__DIRECTIVE 1__: Pull out every line of the records that contains the string "foliage". Match case exactly.

__EXCERPTED PASSAGE__:
Shale oil is rewriting the US’ decades-old energy storyline of falling crude production and rising import dependence. The use of hydraulic fracturing and horizontal drilling, which revolutionised the natural gas sector by enabling commercial production of shale gas, is now making its mark on US oil output. The energy industry is scrambling to accommodate this reversal of fortune.
With US crude prices at around $100/bl and natural gas prices at 10-year lows, drillers have migrated hundreds of rigs to shale oil formations. Refiners are reconfiguring plants to handle the domestically produced light, sweet crude. Pipeline companies and rail operators are expanding networks to carry the new supply from south Texas’ Eagle Ford shale and North Dakota’s Bakken shale.
Environmental concerns over the chemicals used in the hydraulic fracturing process are raising regulatory uncertainty. But the possibility of tighter regulation has so far done little to dent the prospects of the tight oil boom.
US crude markets are evolving in ways thought impossible a decade ago, and highly unlikely just a couple of years ago. Domestic oil production has increased so quickly that infrastructure is struggling to catch up and using railways, barges and trucks to move crude has become commonplace in markets that had, for years, been confined to pipelines. US crude imports are declining at an accelerated rate and, by the middle of this year, virtually no spot cargoes of light sweet crude may be imported by US Gulf coast refiners.

__GIVEN DATA__:

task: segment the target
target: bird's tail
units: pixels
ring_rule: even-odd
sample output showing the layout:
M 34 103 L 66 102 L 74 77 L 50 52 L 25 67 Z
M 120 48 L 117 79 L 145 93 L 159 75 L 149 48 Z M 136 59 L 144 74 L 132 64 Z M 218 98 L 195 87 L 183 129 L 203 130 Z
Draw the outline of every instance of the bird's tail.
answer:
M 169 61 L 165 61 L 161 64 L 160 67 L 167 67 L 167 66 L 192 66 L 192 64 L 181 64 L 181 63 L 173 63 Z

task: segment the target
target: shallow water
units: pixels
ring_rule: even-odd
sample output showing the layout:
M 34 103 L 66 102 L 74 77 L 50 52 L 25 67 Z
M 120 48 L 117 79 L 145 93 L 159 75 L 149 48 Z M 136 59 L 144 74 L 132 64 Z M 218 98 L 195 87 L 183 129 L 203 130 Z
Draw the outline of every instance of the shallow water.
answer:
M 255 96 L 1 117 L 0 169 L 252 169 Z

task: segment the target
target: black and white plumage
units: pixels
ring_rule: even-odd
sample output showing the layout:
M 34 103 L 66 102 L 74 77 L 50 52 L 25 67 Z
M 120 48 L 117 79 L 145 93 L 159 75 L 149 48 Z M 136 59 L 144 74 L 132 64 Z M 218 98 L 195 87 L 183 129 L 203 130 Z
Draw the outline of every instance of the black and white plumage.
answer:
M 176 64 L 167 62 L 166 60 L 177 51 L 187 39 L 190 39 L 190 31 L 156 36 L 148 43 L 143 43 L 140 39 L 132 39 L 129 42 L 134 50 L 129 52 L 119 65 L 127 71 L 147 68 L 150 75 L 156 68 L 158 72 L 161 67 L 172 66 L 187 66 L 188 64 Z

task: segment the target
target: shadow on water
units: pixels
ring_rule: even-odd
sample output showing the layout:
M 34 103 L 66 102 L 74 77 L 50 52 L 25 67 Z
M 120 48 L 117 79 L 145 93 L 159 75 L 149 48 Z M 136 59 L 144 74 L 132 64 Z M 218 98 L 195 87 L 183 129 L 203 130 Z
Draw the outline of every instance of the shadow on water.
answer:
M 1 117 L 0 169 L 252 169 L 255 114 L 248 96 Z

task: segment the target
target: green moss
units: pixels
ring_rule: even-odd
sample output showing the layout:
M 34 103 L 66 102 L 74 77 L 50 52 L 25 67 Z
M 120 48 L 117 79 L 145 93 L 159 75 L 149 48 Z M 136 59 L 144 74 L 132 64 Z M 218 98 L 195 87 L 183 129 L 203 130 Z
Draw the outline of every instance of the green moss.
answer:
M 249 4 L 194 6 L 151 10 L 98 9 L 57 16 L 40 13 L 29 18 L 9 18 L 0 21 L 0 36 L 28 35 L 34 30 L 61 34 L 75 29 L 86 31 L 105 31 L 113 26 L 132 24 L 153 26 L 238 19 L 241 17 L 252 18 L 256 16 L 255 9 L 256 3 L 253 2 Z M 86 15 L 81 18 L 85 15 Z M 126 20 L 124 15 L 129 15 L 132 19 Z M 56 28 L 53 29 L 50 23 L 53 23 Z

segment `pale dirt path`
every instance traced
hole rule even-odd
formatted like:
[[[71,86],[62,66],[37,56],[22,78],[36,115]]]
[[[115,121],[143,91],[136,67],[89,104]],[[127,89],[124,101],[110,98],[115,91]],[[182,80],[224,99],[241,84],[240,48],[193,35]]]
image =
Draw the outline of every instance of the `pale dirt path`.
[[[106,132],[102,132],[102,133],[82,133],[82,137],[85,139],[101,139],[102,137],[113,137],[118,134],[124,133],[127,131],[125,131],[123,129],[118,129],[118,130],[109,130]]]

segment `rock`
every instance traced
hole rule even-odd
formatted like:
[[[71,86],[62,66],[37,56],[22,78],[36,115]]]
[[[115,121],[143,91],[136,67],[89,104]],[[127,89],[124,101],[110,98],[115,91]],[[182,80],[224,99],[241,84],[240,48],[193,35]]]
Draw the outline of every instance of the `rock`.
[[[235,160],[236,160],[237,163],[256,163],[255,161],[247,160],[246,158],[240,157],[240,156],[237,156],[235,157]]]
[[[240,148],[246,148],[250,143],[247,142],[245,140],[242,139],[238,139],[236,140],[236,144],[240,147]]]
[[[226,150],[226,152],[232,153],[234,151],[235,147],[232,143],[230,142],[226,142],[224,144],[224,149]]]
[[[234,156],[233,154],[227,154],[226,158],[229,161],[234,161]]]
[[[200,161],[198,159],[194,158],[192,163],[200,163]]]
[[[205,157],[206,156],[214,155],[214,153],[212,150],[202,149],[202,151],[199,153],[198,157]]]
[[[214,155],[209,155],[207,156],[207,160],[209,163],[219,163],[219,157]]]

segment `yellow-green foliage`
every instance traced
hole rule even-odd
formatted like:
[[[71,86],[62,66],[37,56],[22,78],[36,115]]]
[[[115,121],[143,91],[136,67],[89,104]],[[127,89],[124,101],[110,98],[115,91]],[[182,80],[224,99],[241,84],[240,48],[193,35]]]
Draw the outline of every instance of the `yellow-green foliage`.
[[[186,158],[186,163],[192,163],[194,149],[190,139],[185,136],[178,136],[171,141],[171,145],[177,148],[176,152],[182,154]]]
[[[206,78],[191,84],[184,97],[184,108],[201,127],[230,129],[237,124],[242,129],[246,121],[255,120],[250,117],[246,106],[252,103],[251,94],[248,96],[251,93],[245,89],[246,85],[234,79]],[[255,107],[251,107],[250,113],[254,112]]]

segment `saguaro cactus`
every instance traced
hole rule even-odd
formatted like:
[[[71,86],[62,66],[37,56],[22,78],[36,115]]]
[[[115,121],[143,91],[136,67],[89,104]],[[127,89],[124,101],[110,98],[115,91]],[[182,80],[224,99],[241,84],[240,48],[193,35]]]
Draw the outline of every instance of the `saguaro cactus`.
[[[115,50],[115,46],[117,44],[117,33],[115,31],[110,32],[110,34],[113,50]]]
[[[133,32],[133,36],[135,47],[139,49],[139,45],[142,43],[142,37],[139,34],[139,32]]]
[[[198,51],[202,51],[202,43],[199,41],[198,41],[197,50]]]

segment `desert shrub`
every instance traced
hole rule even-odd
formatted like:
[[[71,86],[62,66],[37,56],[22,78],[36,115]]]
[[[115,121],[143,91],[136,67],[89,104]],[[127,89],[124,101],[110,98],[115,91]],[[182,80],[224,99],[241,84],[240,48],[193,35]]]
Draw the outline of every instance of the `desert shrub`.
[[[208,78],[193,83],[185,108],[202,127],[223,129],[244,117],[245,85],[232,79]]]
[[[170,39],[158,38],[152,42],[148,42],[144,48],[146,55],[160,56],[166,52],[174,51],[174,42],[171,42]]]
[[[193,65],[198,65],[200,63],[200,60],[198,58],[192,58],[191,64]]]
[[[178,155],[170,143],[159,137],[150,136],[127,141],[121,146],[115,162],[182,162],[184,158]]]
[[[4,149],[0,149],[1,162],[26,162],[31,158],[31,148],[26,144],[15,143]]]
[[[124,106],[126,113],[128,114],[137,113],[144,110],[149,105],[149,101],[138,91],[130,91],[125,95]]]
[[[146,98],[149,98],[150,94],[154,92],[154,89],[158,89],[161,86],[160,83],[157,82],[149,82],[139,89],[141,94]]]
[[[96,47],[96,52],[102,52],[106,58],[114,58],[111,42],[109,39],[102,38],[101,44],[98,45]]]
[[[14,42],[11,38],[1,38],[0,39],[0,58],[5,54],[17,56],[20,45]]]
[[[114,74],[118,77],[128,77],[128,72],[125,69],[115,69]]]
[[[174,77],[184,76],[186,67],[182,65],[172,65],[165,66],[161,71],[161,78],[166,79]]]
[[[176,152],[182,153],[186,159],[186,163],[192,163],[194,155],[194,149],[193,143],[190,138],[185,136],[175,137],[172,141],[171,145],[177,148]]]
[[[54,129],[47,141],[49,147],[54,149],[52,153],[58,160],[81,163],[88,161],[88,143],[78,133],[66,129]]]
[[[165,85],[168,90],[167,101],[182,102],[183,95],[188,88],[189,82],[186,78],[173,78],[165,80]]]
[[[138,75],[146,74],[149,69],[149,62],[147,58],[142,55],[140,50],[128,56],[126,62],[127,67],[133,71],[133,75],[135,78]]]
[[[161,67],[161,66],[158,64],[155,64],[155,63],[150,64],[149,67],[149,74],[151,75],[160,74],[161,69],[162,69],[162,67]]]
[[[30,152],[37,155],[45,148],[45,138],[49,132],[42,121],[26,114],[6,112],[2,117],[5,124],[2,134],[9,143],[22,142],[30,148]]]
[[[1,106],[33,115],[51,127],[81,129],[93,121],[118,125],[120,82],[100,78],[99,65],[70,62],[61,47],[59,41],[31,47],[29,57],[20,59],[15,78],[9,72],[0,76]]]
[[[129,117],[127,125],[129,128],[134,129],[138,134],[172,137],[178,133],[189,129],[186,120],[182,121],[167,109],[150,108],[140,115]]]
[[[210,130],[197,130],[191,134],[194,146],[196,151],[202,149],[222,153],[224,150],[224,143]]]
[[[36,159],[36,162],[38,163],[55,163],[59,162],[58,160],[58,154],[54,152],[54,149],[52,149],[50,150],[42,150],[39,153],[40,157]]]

__DIRECTIVE 2__: In the shale oil passage, condense the paragraph beginning "With US crude prices at around $100/bl" into a short bulleted list that keeps its main facts.

__TASK RESPONSE 1__:
segment `yellow-green foliage`
Draw the outline of every instance of the `yellow-green foliage`.

__TASK RESPONSE 2__:
- US crude is near $100/bl and natural gas prices are at 10-year lows, so drillers have moved hundreds of rigs to shale oil formations.
- Refiners are reconfiguring plants for domestically produced light, sweet crude.
- Pipeline companies and rail operators are expanding networks to carry the new supply from south Texas' Eagle Ford shale and North Dakota's Bakken shale.